(Records contained in a dataset)
##############################

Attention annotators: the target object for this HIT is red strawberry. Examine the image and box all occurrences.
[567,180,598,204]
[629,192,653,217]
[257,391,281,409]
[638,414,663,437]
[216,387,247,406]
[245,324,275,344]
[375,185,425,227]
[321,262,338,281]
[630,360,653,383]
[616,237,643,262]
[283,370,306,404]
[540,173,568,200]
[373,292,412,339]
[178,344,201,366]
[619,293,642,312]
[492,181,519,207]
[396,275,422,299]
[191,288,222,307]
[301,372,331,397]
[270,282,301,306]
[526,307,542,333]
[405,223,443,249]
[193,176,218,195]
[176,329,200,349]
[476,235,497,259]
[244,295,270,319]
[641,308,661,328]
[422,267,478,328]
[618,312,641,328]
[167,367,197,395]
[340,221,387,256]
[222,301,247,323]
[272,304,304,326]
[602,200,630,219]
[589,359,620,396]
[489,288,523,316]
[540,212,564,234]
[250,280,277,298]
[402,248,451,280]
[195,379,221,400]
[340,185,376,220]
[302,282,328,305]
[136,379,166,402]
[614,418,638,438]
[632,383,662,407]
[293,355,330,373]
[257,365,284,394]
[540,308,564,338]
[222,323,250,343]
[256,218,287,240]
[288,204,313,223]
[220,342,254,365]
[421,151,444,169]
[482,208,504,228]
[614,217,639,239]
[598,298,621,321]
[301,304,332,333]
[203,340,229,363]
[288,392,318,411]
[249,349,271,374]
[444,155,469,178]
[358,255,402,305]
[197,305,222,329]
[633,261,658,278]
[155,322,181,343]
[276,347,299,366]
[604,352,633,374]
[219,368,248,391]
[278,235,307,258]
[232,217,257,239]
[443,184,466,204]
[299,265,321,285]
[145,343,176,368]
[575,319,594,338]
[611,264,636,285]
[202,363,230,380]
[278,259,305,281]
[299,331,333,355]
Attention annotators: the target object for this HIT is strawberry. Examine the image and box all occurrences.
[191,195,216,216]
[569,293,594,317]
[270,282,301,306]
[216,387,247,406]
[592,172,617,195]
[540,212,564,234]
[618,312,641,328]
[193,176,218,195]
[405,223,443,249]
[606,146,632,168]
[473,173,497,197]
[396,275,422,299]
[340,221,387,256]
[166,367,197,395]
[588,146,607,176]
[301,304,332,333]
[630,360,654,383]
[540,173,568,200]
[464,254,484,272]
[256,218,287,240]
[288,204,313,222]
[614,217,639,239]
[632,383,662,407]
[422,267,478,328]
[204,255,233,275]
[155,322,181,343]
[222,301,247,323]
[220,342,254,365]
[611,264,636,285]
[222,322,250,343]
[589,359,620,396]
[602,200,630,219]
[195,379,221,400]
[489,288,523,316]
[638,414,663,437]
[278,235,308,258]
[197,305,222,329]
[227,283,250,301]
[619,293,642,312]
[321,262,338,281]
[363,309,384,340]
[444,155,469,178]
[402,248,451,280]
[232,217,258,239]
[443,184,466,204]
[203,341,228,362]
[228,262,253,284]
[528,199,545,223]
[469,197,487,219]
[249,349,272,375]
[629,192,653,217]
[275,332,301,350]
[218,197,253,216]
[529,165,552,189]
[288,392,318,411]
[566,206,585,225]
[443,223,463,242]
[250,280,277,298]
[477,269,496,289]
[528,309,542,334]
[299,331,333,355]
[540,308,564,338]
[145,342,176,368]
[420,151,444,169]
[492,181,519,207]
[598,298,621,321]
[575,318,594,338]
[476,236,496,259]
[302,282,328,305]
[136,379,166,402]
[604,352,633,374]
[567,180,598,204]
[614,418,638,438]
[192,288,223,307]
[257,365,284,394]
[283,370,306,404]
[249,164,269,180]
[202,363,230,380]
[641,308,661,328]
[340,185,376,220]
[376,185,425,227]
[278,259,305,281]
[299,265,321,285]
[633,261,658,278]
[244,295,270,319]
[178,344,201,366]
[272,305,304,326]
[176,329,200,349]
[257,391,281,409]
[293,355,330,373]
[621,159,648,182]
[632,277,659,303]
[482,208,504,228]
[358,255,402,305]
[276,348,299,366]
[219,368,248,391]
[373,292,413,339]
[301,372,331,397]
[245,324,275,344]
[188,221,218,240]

##############################

Activity –
Your answer should consist of the lines above that hold the word "image", copied exactly.

Exercise response –
Attention annotators: the target object for this HIT is red strawberry. Examine the image and box all occurrences.
Attention annotators: the target object for this HIT is strawberry. Examine the image and box all occurrences.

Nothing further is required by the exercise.